**What the exercise asks**
Without the pictures, set down the records below word for word.

**Exercise data**
____________________

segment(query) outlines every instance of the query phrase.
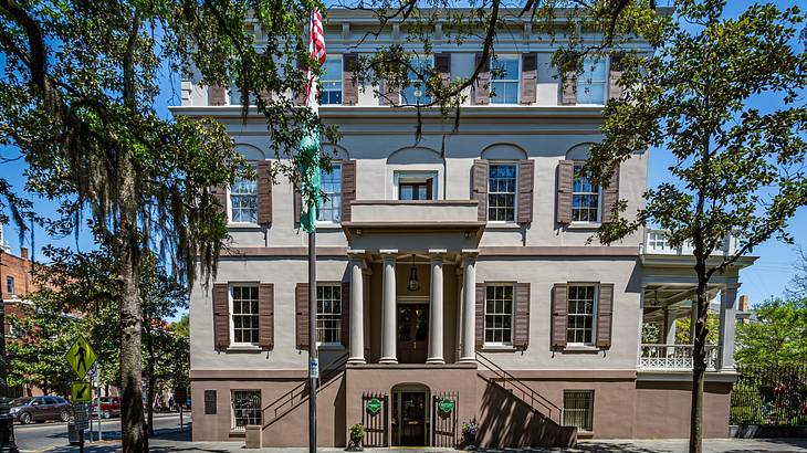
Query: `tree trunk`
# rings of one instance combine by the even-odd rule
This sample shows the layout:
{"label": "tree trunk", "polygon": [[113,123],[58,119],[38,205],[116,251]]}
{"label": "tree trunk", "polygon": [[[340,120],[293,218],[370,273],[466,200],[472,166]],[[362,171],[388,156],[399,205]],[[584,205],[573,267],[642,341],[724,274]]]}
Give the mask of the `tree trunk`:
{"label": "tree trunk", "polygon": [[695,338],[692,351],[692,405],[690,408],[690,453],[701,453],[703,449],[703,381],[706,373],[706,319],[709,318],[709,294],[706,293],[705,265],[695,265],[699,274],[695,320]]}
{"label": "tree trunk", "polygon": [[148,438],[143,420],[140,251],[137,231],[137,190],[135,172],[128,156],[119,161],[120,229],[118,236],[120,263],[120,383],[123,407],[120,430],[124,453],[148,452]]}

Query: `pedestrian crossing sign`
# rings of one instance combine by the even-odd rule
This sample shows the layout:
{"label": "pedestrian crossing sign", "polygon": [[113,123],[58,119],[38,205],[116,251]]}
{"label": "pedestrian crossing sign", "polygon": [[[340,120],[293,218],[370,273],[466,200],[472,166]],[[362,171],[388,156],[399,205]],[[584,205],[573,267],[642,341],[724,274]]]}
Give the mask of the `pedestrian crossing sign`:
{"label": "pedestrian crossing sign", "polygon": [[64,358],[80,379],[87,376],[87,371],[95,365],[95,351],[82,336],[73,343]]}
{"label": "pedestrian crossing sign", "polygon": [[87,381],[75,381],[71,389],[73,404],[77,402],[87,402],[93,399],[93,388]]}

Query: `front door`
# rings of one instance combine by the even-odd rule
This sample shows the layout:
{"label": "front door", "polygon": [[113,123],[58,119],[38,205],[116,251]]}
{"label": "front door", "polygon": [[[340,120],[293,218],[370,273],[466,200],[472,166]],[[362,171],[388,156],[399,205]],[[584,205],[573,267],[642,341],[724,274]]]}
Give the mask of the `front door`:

____________________

**Written reply**
segment(query) outlines every instance of the query phrase.
Query: `tree trunk`
# rings of one instance combine by the even-odd rule
This sample shows the layout:
{"label": "tree trunk", "polygon": [[113,123],[58,119],[38,205],[116,251]]}
{"label": "tree trunk", "polygon": [[[340,120],[293,218],[370,273],[466,200],[472,166]],[[362,171],[388,156],[399,205]],[[584,205],[573,267],[642,341],[724,274]]]}
Give the mask of the `tree trunk`:
{"label": "tree trunk", "polygon": [[695,338],[692,351],[692,405],[690,408],[690,453],[701,453],[703,449],[703,381],[706,373],[706,319],[709,318],[709,294],[706,293],[705,265],[695,265],[699,274],[695,320]]}
{"label": "tree trunk", "polygon": [[148,438],[143,420],[140,251],[137,231],[137,190],[135,172],[128,156],[119,161],[120,229],[118,236],[120,263],[120,383],[123,407],[120,430],[124,453],[148,452]]}

Query: `pedestrian crossing sign`
# rings of one instance combine by the even-odd rule
This sample shows the layout:
{"label": "pedestrian crossing sign", "polygon": [[113,123],[58,119],[38,205],[116,251]]}
{"label": "pedestrian crossing sign", "polygon": [[[340,120],[293,218],[370,273],[466,200],[472,166]],[[362,171],[388,156],[399,205]],[[584,205],[573,267],[642,341],[724,274]]]}
Give the mask of the `pedestrian crossing sign`:
{"label": "pedestrian crossing sign", "polygon": [[64,358],[80,379],[87,376],[87,371],[95,365],[95,351],[82,336],[73,343]]}
{"label": "pedestrian crossing sign", "polygon": [[87,381],[75,381],[71,389],[73,404],[77,402],[87,402],[93,399],[93,388]]}

Query: `front door`
# rings of one instance combine by the even-odd rule
This sample shows the layout:
{"label": "front door", "polygon": [[113,123],[58,119],[38,205],[116,251]]}
{"label": "front door", "polygon": [[[340,120],[293,218],[370,273],[466,200],[472,166]],[[362,171],[388,156],[399,205]],[[584,205],[573,267],[642,341],[724,274]]]}
Give the mask of the `front door`:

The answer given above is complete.